__Exercise passage__

Gardening Magazine

Plant of the Week: Chamaecyparis Lawsoniana ‘Lutea’

By Davis Landscape Architecture @DavisLandArch
Chamaecyparis lawsoniana 'Lutea' leaf (02/01/2012, Vsetin, Czech Republic)

Chamaecyparis lawsoniana 'Lutea' leaf (02/01/2012, Vsetin, Czech Republic)

Position: Full sun to partial shade

Flowering period: Spring

Soil: Well drained, moist

Eventual Height: 15m

Eventual Spread: 4m

Hardiness: 5a – 9b

Family: Cupressaceae

Chamaecyparis lawsoniana ‘Lutea’ is a densely columnar, uniform evergreen tree. The yellow-green leaves are arranged in feathery flat sprays, are scale like, are 2mm wide, these produce a sour parsley scent when crushed. The bark is reddish/ purplish and spongy and fibrous in vertical strips. This tree is monoecious and flowers in spring, the male flowers are white and turn red. The female cones are initially green, maturing to brown, are up to 1cm across and ripen in the first year after pollination.

Chamaecyparis lawsoniana 'Lutea' (02/01/2012, Vsetin, Czech Republic)

Chamaecyparis lawsoniana 'Lutea' (02/01/2012, Vsetin, Czech Republic)

Chamaecyparis lawsoniana ‘Lutea’ is commonly known as the Lawson Cypress ‘Lutea’. The species, Chamaecyparis lawsoniana  is native to western United States. In the USA the species tree is threatened by the fungal pathogen Phytophtora lateralis both in the wild and in horticultural planting. As the spores of Phytophtora lateralis are spread through water, trees located near water are more susceptible to this pathogen.

__Entries shown__
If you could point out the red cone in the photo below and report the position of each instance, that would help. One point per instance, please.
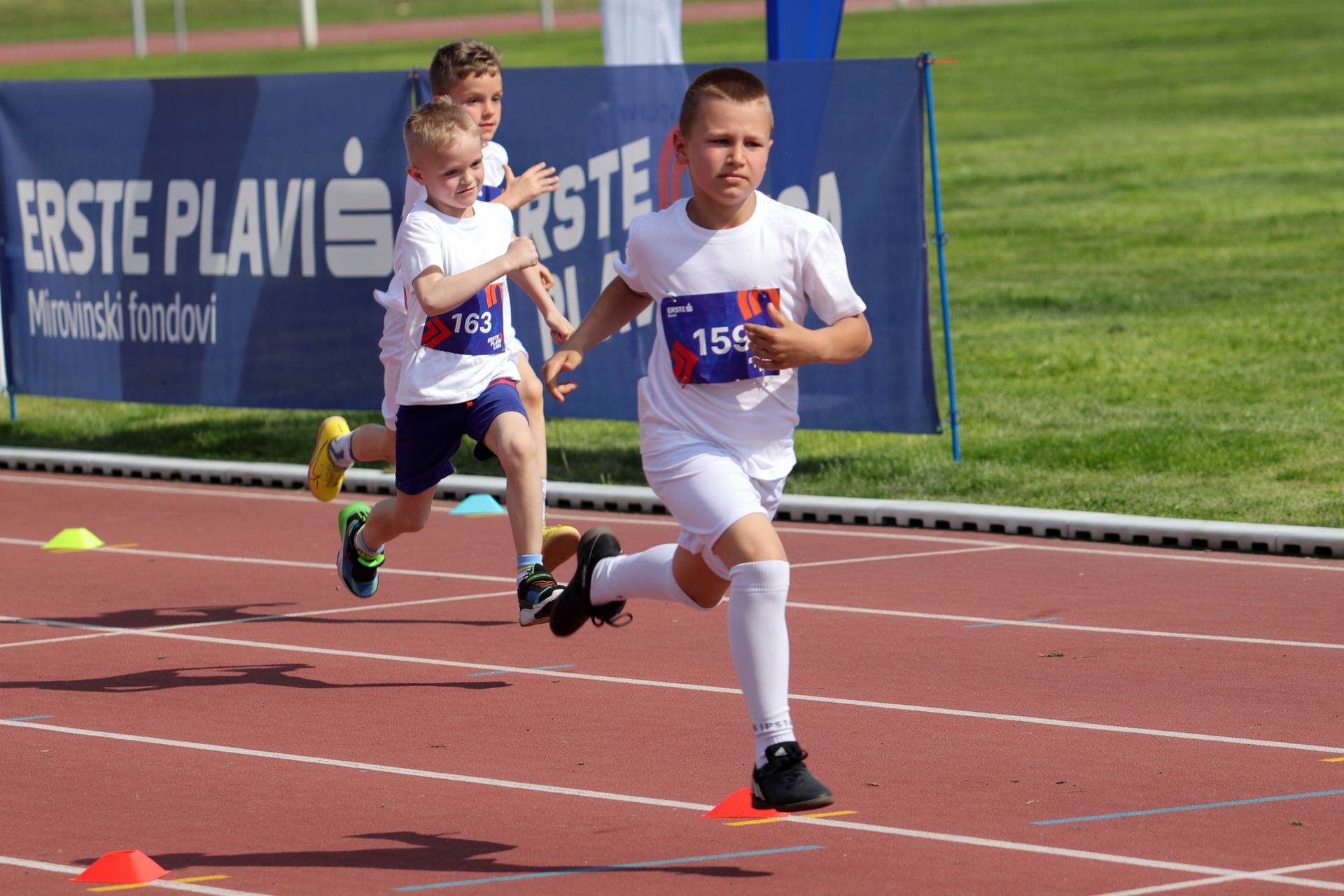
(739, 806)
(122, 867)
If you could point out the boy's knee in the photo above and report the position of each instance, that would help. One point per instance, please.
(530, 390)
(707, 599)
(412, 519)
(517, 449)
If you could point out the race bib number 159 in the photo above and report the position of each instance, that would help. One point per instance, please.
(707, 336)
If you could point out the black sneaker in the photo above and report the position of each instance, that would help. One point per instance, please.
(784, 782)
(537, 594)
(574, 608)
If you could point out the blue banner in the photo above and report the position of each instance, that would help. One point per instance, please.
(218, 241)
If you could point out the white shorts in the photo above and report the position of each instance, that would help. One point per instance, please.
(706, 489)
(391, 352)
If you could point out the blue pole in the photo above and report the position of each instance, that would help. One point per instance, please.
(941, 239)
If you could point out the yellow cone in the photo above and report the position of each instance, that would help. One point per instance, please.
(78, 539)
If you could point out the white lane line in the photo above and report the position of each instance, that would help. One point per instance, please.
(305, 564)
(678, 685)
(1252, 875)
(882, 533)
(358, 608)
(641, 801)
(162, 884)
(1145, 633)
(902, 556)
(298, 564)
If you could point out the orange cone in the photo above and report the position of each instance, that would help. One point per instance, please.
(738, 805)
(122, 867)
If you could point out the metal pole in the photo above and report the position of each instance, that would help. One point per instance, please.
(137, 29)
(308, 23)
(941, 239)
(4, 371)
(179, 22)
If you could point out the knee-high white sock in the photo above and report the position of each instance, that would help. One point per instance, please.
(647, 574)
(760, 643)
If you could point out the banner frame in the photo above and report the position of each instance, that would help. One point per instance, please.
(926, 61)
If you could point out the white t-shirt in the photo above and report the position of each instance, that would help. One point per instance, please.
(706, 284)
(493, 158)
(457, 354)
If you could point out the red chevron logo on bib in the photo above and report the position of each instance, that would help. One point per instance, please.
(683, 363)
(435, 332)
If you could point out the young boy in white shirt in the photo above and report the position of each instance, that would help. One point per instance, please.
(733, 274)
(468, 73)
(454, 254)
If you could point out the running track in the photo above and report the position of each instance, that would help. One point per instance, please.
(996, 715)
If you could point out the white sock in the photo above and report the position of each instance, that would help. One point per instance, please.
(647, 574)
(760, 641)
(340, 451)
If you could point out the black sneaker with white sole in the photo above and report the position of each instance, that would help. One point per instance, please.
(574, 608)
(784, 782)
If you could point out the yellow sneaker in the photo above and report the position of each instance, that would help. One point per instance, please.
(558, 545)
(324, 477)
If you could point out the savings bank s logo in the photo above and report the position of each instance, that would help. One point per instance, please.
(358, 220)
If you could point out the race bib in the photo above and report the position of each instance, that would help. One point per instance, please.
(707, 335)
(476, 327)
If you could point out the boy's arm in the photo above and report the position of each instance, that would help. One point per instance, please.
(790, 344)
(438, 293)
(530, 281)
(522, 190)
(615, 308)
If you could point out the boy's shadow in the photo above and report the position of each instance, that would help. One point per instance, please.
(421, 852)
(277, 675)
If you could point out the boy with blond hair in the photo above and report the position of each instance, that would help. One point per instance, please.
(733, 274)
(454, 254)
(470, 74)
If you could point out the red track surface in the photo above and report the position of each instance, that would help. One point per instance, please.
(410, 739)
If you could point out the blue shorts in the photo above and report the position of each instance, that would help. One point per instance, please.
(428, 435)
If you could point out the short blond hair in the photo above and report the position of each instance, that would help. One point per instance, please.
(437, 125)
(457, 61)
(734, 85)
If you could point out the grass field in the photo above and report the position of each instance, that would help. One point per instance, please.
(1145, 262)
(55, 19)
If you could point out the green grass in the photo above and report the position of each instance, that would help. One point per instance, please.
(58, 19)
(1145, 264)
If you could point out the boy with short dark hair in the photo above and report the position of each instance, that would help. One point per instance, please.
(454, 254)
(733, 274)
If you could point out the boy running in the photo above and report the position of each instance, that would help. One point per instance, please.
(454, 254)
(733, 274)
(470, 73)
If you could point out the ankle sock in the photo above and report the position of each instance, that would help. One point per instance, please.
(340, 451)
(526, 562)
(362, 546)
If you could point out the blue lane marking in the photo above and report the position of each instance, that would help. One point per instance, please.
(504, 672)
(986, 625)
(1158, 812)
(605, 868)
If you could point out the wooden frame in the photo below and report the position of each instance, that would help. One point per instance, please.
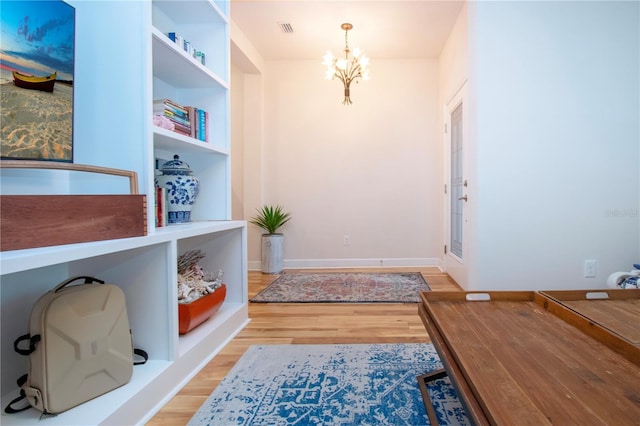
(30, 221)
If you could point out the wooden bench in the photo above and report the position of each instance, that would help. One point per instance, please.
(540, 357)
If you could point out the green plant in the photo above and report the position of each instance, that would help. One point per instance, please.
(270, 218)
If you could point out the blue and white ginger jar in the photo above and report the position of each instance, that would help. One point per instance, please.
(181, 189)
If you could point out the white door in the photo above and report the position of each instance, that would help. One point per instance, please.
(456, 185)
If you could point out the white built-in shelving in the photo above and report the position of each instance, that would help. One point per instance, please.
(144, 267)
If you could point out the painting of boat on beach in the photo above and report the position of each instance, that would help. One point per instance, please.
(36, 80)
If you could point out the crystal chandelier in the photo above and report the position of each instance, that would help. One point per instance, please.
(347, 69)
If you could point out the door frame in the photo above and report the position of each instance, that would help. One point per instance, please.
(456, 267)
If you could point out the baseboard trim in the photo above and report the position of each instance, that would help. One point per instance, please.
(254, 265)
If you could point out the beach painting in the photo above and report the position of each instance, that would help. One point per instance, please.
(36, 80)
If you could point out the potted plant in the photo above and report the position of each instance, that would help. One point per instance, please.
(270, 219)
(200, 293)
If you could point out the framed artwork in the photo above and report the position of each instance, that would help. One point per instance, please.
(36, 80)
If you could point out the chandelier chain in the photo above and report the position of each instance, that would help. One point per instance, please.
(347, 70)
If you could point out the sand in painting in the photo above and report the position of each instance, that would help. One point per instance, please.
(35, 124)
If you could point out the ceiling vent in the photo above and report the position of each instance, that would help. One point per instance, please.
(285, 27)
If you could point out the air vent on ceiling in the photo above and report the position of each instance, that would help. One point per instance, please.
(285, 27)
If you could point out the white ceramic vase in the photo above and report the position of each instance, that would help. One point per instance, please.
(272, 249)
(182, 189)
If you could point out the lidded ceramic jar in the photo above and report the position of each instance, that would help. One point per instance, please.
==
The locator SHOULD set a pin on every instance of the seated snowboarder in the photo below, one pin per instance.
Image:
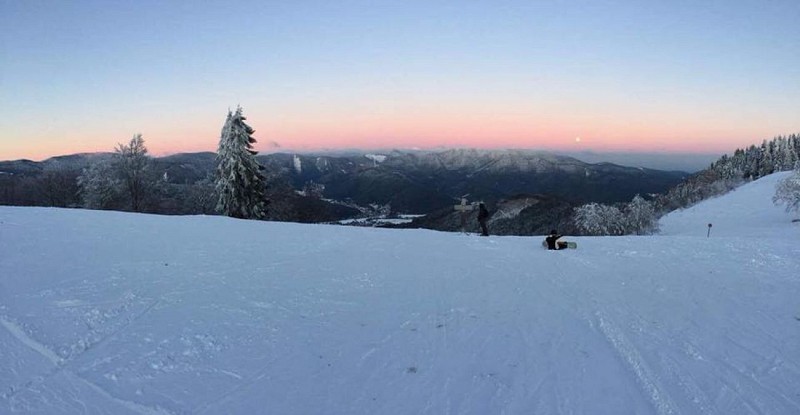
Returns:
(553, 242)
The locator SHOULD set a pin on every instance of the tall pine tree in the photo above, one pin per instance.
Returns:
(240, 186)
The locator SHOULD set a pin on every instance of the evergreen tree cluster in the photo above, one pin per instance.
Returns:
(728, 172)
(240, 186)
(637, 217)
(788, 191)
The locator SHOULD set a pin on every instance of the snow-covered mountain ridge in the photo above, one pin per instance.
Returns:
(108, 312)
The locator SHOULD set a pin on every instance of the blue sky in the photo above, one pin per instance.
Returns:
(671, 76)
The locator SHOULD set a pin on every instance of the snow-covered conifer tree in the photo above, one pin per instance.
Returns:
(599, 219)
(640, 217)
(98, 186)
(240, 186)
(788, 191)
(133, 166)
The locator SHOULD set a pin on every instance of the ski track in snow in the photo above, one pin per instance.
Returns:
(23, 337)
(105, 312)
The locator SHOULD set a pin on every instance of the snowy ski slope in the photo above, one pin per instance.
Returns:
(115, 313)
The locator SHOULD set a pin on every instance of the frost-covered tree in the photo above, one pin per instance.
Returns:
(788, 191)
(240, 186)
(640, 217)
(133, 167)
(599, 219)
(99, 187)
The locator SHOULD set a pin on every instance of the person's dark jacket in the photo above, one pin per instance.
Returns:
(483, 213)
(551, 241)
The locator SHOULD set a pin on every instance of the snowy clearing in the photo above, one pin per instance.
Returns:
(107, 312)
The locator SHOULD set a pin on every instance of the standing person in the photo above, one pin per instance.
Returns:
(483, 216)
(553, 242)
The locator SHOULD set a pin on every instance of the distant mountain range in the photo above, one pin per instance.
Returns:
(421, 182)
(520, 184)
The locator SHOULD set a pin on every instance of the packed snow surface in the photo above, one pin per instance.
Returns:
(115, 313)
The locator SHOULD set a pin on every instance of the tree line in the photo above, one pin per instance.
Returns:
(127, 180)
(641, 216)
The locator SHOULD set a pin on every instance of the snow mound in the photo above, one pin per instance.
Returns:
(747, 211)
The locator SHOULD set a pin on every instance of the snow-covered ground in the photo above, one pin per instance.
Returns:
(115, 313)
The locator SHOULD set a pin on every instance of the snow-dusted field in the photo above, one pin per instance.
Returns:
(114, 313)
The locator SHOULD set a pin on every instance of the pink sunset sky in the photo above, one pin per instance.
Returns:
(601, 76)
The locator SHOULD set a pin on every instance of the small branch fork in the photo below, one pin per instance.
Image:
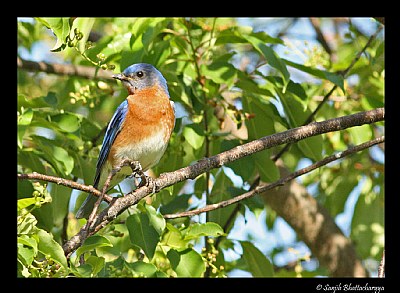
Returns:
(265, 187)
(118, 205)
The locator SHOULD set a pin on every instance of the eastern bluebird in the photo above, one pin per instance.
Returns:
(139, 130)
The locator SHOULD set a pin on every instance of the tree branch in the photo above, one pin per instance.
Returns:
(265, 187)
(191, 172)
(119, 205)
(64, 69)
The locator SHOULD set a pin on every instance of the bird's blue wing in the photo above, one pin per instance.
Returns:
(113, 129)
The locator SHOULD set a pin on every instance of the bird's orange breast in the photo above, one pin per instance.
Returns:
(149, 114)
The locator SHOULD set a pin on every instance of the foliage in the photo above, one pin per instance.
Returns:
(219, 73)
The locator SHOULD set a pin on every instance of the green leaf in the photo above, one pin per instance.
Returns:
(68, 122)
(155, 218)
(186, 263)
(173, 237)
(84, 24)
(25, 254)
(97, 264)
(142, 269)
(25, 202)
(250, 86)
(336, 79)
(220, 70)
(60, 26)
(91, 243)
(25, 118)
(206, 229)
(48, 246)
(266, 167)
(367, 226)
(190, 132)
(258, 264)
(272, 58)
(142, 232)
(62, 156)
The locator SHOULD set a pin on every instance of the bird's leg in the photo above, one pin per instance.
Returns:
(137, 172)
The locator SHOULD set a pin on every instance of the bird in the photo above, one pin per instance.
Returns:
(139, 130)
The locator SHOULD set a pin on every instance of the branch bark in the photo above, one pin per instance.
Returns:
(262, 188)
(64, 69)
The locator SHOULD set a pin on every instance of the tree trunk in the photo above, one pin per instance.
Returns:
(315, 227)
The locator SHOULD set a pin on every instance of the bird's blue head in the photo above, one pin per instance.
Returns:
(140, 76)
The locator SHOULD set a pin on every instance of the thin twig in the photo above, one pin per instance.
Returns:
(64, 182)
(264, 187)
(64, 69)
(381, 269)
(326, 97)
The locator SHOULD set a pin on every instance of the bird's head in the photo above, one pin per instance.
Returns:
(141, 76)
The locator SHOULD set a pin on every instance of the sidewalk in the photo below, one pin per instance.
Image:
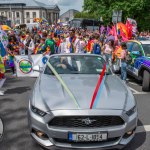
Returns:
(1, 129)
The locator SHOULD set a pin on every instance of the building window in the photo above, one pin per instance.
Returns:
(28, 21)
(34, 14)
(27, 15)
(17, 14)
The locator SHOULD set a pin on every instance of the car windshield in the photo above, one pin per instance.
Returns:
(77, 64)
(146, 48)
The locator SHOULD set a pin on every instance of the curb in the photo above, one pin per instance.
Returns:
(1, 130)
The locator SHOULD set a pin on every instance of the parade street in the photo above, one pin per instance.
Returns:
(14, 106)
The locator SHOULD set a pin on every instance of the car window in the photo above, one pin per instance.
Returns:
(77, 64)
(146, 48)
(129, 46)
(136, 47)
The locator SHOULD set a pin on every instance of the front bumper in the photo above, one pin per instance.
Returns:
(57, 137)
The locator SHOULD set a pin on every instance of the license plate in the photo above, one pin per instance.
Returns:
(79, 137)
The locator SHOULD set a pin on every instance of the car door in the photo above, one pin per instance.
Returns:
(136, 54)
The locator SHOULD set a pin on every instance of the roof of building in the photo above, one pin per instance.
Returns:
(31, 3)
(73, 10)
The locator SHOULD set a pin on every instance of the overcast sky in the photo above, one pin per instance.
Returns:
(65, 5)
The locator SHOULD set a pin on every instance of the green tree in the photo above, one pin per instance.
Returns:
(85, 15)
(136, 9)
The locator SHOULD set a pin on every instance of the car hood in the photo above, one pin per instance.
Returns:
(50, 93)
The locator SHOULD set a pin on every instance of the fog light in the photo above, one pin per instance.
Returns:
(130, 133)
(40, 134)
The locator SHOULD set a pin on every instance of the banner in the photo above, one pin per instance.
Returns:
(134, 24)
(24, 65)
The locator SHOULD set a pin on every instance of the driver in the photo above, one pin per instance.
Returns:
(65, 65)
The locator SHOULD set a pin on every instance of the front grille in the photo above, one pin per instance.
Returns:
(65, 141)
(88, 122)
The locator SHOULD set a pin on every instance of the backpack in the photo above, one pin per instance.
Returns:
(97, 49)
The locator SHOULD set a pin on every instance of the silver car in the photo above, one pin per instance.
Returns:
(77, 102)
* * *
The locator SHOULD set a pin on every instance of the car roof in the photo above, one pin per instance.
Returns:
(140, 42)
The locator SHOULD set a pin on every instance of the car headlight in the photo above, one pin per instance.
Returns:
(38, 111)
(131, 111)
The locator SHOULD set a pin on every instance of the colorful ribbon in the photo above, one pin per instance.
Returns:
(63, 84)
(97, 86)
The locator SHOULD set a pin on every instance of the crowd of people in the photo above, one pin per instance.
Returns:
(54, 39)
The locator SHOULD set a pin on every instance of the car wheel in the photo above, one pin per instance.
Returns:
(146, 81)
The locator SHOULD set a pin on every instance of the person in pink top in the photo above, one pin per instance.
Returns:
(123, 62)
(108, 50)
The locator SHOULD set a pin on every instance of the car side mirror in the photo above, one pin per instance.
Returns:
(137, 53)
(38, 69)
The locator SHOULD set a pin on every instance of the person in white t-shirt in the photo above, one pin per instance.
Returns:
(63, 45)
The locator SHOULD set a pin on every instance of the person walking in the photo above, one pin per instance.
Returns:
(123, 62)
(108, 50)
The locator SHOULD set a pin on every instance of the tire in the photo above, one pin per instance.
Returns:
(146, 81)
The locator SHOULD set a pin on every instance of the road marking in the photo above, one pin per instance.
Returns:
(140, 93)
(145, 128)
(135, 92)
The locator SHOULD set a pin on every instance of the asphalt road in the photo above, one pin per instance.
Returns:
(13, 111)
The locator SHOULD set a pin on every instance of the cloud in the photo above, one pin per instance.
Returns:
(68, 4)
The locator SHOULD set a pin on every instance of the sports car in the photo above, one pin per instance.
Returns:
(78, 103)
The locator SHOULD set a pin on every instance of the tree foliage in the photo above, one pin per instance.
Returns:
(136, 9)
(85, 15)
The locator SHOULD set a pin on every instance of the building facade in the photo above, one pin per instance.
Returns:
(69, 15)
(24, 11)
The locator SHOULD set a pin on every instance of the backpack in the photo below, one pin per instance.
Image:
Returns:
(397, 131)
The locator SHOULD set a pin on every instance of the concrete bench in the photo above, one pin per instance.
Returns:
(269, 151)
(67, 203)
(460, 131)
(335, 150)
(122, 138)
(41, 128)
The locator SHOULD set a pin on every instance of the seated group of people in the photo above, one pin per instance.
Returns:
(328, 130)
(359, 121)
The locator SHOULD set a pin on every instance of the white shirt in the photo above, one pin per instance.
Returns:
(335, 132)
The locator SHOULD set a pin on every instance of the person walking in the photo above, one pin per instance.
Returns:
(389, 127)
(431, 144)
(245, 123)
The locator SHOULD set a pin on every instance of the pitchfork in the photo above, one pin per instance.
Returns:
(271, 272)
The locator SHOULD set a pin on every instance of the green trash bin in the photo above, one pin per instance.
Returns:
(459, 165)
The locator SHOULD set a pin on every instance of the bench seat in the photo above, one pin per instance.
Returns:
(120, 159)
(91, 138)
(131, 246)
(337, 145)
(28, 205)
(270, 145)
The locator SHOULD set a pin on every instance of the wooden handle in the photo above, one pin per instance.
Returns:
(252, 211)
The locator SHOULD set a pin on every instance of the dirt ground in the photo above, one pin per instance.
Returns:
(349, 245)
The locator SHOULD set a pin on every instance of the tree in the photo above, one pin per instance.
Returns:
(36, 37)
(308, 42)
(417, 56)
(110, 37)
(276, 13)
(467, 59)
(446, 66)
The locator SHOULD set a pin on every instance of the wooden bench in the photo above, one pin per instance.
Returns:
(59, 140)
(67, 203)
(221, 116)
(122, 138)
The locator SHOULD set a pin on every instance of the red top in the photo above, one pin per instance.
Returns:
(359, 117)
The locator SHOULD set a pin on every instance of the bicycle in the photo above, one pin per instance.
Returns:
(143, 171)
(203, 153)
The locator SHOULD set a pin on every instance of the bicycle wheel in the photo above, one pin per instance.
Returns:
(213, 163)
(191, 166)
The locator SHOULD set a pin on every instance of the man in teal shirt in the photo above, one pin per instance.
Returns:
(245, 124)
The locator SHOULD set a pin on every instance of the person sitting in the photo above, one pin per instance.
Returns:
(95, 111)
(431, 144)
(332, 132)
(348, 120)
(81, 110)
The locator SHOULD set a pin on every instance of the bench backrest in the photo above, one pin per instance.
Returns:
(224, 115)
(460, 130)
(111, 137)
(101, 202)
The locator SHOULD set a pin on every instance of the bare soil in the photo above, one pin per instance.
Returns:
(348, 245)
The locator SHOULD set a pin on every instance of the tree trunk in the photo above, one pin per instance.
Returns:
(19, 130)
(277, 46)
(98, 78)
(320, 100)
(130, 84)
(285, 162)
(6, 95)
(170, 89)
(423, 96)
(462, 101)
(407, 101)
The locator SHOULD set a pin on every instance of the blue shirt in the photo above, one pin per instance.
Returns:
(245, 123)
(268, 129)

__Task to carry out__
Write the next part of the Lawson Cypress 'Lutea' plant profile, picking up after its final sentence. Nothing in the material is needed for this.

__Answer to the exercise__
The etymological root of the binomial name Chamaecyparis is derived from the Greek chamea ’dwarf’ and  kupeiros the ancient Greek name for the Cypress (ironically this is not a dwarf tree). Lawsoniana is named after the Scottish nursery that discovered tree and brought it to the UK. Lutea is from the Latin meaning ‘yellow’ or ‘saffron’.

The landscape architect may find Chamaecyparis lawsoniana ‘Lutea’ as a large specimen evergreen tree, particularly in shady locations. It may also be planted and maintained as an effective evergreen hedge.

 

Chamaecyparis lawsoniana 'Lutea' cones (02/01/2012, Vsetin, Czech Republic)

Chamaecyparis lawsoniana 'Lutea' cones (02/01/2012, Vsetin, Czech Republic)

Ecologically C. lawsoniana ‘Lutea’ is of little value to wildlife.

The Royal Horticultural Society has given C. lawsoniana ‘Lutea’  their prestigious Award of Garden Merit in 1993.

C. lawsoniana ‘Lutea’ prefers moist, well-drained soils. It will tolerate most pH of soil, although it prefers slightly acidic.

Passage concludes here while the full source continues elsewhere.